== Complete the following ==
a. From the SCTP connection-tracking patch, return everything from "Signed-off-by: Sriram Yagnaraman" down to "insertions(+), 43 deletions(-)".
b. In the SCTP connection-tracking patch, which state does DATA_SENT move to in the reply direction when it receives HEARTBEAT, HEARTBEAT_ACK, DATA or SACK chunks?

== Source excerpt ==
—————

State transitions in original direction:
- DATA_SENT behaves similar to HEARTBEAT_SENT for all chunks,
   except that it remains in DATA_SENT on receving HEARTBEAT,
   HEARTBEAT_ACK/DATA/SACK chunks
State transitions in reply direction:
- DATA_SENT behaves similar to HEARTBEAT_SENT for all chunks,
   except that it moves to HEARTBEAT_ACKED on receiving
   HEARTBEAT/HEARTBEAT_ACK/DATA/SACK chunks

Note: This patch still doesn't solve the problem when the SCTP
endpoint decides to use primary paths for association establishment
but uses a secondary path for association shutdown. We still have
to depend on timeout for connections to expire in such a case.

Signed-off-by: Sriram Yagnaraman <sriram.yagnaraman@est.tech>
---
 .../uapi/linux/netfilter/nf_conntrack_sctp.h  |   1 +
 .../linux/netfilter/nfnetlink_cttimeout.h     |   1 +
 net/netfilter/nf_conntrack_proto_sctp.c       | 104 ++++++++++--------
 net/netfilter/nf_conntrack_standalone.c       |   8 ++
 4 files changed, 71 insertions(+), 43 deletions(-)

diff --git a/include/uapi/linux/netfilter/nf_conntrack_sctp.h b/include/uapi/linux/netfilter/nf_conntrack_sctp.h
index edc6ddab0de6..c742469afe21 100644
--- a/include/uapi/linux/netfilter/nf_conntrack_sctp.h
+++ b/include/uapi/linux/netfilter/nf_conntrack_sctp.h
@@ -16,6 +16,7 @@ enum sctp_conntrack {
 	SCTP_CONNTRACK_SHUTDOWN_ACK_SENT,
 	SCTP_CONNTRACK_HEARTBEAT_SENT,
 	SCTP_CONNTRACK_HEARTBEAT_ACKED,
+	SCTP_CONNTRACK_DATA_SENT,
 	SCTP_CONNTRACK_MAX
 };
 
diff --git a/include/uapi/linux/netfilter/nfnetlink_cttimeout.h b/include/uapi/linux/netfilter/nfnetlink_cttimeout.h
index 6b20fb22717b..94e74034706d 100644
--- a/include/uapi/linux/netfilter/nfnetlink_cttimeout.h
+++ b/include/uapi/linux/netfilter/nfnetlink_cttimeout.h
@@ -95,6 +95,7 @@ enum ctattr_timeout_sctp {
 	CTA_TIMEOUT_SCTP_SHUTDOWN_ACK_SENT,
 	CTA_TIMEOUT_SCTP_HEARTBEAT_SENT,
 	CTA_TIMEOUT_SCTP_HEARTBEAT_ACKED,
+	CTA_TIMEOUT_SCTP_DATA_SENT,
 	__CTA_TIMEOUT_SCTP_MAX
 };
 #define CTA_TIMEOUT_SCTP_MAX (__CTA_TIMEOUT_SCTP_MAX - 1)

—————

== Dataset ==
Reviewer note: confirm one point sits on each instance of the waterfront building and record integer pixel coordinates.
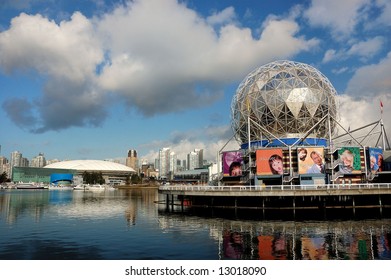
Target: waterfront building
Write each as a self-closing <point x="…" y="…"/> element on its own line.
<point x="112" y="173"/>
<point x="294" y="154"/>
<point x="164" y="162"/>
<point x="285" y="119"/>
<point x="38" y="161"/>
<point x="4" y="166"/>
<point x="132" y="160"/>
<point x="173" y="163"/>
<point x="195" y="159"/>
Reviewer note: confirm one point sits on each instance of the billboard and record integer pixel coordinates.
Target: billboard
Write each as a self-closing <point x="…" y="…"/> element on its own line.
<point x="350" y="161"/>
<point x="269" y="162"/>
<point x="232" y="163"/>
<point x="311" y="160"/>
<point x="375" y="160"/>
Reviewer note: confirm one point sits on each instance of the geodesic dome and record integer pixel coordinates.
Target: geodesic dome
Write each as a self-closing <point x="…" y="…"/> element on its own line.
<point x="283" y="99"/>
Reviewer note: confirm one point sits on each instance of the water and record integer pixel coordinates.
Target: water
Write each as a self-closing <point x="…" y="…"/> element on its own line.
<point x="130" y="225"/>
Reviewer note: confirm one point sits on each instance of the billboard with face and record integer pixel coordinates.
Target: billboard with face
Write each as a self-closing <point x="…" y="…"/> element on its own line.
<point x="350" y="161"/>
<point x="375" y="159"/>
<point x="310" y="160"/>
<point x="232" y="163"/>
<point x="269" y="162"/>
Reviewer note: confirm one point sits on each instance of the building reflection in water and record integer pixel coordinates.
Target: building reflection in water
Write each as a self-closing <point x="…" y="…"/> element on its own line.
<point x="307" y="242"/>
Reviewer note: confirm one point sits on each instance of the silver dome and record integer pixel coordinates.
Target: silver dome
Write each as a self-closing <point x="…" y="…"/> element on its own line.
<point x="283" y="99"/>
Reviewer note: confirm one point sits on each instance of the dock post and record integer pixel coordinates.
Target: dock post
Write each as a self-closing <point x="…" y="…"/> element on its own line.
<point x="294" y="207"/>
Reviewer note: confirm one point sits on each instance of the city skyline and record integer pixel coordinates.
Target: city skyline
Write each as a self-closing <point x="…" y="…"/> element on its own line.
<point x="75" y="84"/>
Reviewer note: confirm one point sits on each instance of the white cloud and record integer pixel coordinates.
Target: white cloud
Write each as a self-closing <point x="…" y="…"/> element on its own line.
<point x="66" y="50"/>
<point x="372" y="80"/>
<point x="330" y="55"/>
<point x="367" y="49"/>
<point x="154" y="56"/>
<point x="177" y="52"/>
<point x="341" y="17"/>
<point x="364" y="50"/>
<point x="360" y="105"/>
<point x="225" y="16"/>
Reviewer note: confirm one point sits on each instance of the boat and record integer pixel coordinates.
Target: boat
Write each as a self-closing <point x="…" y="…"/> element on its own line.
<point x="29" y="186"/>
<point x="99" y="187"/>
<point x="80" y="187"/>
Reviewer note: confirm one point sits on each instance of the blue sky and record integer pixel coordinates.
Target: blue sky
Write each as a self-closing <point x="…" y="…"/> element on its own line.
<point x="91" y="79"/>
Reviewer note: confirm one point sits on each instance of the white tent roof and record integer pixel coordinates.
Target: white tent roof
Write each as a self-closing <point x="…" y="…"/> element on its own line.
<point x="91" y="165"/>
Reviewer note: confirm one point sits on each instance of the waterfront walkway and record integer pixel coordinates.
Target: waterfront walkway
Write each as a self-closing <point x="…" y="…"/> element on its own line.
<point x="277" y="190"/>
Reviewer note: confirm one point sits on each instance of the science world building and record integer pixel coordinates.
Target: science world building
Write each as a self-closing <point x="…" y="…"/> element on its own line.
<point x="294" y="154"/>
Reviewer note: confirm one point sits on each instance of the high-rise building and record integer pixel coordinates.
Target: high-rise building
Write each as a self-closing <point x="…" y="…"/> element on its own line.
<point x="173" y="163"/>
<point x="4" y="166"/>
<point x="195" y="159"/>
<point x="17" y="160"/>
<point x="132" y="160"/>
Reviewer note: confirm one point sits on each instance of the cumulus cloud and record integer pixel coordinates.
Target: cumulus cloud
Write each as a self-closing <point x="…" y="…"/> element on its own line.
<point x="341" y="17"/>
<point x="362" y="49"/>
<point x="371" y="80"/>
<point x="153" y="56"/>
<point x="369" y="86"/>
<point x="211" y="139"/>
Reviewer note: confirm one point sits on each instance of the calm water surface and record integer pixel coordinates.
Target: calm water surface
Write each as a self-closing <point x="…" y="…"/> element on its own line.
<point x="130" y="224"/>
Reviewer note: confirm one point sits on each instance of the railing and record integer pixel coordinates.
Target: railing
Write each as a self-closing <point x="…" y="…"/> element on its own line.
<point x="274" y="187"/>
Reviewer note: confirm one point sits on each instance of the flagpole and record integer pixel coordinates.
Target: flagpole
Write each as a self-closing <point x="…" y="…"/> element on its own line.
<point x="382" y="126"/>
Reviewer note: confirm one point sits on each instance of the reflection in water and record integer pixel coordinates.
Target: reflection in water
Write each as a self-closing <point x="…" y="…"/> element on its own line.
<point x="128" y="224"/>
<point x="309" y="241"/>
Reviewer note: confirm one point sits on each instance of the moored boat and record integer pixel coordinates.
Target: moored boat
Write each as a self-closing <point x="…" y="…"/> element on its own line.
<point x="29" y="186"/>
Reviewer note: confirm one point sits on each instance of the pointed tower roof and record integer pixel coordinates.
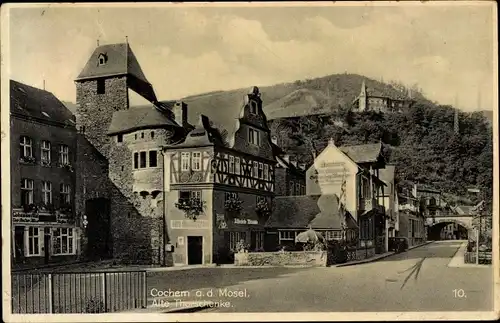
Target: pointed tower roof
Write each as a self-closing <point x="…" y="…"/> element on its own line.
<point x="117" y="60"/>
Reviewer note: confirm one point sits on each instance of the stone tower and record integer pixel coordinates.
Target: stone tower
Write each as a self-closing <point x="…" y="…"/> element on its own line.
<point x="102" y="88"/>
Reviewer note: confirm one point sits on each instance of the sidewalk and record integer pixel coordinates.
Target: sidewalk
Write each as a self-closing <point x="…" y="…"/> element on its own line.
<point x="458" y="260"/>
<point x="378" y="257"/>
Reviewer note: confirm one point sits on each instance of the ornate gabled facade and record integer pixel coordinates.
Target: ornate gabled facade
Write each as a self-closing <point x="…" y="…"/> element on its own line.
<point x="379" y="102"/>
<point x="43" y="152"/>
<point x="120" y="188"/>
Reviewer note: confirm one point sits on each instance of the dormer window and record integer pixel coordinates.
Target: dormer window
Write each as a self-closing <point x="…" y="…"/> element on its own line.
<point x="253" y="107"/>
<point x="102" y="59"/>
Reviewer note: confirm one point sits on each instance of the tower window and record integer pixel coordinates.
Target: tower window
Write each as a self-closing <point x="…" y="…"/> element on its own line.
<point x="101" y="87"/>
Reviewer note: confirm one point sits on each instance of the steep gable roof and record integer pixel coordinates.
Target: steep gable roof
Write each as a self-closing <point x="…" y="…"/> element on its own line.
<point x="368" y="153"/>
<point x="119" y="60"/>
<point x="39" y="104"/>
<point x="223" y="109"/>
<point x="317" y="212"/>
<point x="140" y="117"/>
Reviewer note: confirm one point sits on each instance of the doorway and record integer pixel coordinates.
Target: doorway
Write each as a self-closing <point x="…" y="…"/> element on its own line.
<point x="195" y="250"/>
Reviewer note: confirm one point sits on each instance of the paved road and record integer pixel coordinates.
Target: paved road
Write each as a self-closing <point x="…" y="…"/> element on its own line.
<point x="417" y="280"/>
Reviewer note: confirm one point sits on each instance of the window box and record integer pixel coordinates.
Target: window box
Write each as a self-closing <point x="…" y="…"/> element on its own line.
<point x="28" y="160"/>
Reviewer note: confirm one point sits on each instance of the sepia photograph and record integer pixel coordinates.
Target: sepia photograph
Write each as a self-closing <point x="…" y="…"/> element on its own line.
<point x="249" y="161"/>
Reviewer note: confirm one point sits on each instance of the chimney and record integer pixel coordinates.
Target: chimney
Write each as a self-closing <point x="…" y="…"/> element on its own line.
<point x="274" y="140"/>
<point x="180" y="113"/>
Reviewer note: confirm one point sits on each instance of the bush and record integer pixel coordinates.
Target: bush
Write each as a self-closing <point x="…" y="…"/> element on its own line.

—————

== Answers for this exercise ==
a.
Signed-off-by: Sriram Yagnaraman <sriram.yagnaraman@est.tech>
---
 .../uapi/linux/netfilter/nf_conntrack_sctp.h  |   1 +
 .../linux/netfilter/nfnetlink_cttimeout.h     |   1 +
 net/netfilter/nf_conntrack_proto_sctp.c       | 104 ++++++++++--------
 net/netfilter/nf_conntrack_standalone.c       |   8 ++
 4 files changed, 71 insertions(+), 43 deletions(-)

b. HEARTBEAT_ACKED